---- Page

Posts Tagged ‘semicolons’
Why the Semicolon is the New Period
The semicolon has long been a matter of passionate debate. In 1837, The Times of London reported on a sword duel between two University of Paris law professors. The loser sustained an arm wound. The subject of their quarrel? The semicolon.
So it’s not surprising to read some of the cranky indictments of this piece of punctuation by American writers like Vonnegut and Stein, and they weren’t the first. Americans have been complaining about semicolons since 1848, when Edgar Allen Poe went on record against them, followed by grammarian Justin Brenan in 1865. The introduction of the telegraph played a role in the semicolon’s decline in the late 1800s, when punctuation was charged at the same price as words and short, punchy lines were made necessary in business and journalism. Over the past century, the semicolon continued to suffer losses at the hands of changing narrative style.

--------
---- Provided information

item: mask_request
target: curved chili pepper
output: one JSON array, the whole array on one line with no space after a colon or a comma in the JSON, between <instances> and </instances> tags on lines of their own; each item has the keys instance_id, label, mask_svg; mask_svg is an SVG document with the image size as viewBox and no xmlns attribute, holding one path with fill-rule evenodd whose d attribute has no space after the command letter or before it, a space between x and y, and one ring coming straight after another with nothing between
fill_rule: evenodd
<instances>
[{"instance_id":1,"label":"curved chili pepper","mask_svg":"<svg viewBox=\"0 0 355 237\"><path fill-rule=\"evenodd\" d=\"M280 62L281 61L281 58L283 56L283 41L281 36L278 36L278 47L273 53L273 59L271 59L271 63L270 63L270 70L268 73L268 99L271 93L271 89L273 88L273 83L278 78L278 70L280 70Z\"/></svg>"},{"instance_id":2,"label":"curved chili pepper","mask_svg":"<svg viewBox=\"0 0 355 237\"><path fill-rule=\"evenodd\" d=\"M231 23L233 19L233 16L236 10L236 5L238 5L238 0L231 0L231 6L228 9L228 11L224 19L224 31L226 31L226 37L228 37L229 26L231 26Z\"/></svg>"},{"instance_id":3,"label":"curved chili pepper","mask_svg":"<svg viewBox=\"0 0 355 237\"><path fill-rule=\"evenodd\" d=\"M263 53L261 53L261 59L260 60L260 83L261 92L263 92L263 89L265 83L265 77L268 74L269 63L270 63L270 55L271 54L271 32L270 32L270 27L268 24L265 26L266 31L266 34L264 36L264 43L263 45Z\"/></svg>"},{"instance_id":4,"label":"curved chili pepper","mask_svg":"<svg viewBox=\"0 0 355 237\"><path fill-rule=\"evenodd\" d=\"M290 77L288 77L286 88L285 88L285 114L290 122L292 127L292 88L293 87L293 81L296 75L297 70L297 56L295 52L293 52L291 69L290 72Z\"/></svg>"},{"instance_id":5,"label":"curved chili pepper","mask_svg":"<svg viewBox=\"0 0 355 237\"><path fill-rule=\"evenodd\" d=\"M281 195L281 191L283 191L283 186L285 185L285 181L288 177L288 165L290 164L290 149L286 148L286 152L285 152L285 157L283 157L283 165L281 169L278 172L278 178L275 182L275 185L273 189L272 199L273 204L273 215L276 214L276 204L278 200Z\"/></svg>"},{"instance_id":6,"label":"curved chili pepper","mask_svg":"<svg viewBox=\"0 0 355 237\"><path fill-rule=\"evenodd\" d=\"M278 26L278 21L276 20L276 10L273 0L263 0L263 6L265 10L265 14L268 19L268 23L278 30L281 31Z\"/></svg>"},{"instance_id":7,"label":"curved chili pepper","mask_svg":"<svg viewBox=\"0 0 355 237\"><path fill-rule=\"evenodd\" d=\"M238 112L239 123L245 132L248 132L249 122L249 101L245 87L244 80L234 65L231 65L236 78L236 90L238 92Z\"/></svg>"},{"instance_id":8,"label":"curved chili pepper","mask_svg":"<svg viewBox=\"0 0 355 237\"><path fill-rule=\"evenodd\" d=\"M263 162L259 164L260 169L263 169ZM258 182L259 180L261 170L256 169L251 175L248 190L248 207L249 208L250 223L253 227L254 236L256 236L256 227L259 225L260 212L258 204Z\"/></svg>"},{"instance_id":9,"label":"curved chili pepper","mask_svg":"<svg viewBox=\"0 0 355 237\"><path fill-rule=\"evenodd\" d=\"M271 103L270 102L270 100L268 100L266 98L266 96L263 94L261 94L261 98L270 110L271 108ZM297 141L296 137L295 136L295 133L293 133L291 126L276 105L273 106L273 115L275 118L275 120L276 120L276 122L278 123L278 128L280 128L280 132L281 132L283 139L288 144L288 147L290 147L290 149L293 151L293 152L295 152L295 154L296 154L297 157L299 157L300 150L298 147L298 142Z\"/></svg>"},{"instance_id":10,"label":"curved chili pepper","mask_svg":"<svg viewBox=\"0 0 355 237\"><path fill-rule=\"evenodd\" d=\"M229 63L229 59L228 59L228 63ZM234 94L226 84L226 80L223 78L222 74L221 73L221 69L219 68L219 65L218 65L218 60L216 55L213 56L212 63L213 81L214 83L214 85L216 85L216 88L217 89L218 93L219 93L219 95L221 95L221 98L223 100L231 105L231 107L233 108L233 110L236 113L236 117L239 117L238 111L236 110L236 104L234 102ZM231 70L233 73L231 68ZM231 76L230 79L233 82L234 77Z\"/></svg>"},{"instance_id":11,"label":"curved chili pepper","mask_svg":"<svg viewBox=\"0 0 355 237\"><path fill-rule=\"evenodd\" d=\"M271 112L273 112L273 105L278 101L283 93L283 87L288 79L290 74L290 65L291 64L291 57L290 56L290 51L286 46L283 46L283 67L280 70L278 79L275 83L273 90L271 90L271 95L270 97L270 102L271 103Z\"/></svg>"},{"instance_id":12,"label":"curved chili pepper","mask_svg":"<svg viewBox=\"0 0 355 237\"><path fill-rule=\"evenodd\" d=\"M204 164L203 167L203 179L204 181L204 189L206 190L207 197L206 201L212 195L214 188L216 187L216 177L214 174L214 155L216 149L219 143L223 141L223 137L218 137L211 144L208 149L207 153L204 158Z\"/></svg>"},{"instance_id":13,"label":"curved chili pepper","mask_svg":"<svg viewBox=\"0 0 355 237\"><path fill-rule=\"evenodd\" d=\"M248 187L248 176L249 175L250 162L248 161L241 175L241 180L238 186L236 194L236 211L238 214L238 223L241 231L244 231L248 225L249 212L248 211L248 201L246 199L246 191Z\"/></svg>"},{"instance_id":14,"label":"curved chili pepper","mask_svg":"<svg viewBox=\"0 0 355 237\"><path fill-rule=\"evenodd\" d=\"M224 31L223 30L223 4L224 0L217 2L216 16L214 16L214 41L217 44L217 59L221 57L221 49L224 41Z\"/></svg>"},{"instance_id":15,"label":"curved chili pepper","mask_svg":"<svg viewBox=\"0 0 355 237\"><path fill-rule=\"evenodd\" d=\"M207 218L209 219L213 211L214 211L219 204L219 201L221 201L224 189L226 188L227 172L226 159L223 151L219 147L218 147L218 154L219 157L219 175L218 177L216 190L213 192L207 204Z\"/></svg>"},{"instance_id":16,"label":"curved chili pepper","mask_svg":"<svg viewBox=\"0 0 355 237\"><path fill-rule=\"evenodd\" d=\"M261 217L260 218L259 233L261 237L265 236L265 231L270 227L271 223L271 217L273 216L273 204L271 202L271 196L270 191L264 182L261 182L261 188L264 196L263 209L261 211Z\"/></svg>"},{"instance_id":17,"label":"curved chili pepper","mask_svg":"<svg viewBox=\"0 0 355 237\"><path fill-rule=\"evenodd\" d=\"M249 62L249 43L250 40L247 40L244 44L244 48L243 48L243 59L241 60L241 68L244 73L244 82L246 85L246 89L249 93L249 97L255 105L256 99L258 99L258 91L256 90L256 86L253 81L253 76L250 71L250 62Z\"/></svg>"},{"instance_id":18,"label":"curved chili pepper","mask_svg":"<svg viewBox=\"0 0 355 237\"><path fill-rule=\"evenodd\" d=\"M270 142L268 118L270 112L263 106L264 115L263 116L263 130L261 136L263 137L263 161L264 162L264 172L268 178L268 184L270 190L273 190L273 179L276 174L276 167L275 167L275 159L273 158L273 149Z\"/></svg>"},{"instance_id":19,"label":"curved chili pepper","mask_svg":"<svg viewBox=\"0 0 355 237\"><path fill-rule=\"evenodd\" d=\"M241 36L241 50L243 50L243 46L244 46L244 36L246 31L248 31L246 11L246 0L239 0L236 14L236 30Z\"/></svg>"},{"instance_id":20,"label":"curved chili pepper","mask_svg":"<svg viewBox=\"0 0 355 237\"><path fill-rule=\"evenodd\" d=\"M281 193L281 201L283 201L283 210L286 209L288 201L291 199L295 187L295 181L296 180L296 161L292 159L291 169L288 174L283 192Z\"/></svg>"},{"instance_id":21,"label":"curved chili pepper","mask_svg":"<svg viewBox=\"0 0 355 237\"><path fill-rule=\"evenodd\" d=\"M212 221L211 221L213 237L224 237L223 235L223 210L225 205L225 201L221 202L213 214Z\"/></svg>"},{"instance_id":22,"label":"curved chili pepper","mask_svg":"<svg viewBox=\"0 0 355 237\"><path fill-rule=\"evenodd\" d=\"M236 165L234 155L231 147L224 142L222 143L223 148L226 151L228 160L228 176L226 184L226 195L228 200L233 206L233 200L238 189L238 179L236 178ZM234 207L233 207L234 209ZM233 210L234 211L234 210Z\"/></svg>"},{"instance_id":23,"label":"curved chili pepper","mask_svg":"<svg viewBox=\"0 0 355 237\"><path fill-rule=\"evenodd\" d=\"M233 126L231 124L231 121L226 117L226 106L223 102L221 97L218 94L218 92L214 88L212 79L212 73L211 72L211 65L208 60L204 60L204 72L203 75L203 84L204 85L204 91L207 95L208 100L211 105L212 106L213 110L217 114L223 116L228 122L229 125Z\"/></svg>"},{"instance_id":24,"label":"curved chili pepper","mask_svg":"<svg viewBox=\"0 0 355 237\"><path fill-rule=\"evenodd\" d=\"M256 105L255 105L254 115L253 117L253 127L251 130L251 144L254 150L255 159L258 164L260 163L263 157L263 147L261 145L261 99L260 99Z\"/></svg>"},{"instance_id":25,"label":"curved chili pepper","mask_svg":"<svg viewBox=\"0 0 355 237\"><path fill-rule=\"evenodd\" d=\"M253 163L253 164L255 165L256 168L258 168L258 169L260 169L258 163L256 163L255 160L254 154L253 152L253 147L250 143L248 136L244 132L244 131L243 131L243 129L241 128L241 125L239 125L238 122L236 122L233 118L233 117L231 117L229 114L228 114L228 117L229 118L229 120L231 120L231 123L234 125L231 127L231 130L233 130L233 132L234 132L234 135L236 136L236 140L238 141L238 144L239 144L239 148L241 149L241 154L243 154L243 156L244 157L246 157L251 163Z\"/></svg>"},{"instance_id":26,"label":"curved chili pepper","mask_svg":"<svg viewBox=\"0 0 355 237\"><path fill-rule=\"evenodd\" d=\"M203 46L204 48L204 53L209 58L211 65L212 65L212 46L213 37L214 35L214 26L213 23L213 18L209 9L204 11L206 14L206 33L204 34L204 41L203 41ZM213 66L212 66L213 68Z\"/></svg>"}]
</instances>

--------

● Directive 1: Find every line of the records that contains the string "item", treating uppercase and lowercase as different, and copy each of those lines.
● Directive 2: Write the next part of the article on the semicolon, picking up right after its final sentence.

● Reply 1:
item: mask_request
output: one JSON array, the whole array on one line with no space after a colon or a comma in the JSON, between <instances> and </instances> tags on lines of their own; each item has the keys instance_id, label, mask_svg; mask_svg is an SVG document with the image size as viewBox and no xmlns attribute, holding one path with fill-rule evenodd whose d attribute has no space after the command letter or before it, a space between x and y, and one ring coming straight after another with nothing between

● Reply 2:
Then along came the Internet, Lynn Truss (Eats, Shoots & Leaves), and in 2008, following the mark’s appearance on a New York subway sign, the Semicolon Appreciation Society. Punctuation is free on the Internet, and lovers of the semicolon have come out of the woodwork.
My fondness for the semicolon isn’t nostalgic. I like its subtlety, and there’s room in modern society for that. I like that it offers flowing transitions between linked thoughts; it’s a thoughtful pause rather than an abrupt stop. If the period is Zeus’s lightening bolt, the semicolon is Athena’s owl.
I’ll agree that the semicolon is a love-it-or-hate-it proposition, fueled in part by fear and in part by preference, but I won’t say they’re dispensable in business writing. If you want to use them, follow these simple rules:
Use it properly. It’s only a secret handshake if you don’t learn how to use it. The semicolon might be misused frequently, but it’s not difficult to learn. The semicolon is no more complicated than the comma; it’s only a slightly longer pause that needs a sentence on either side.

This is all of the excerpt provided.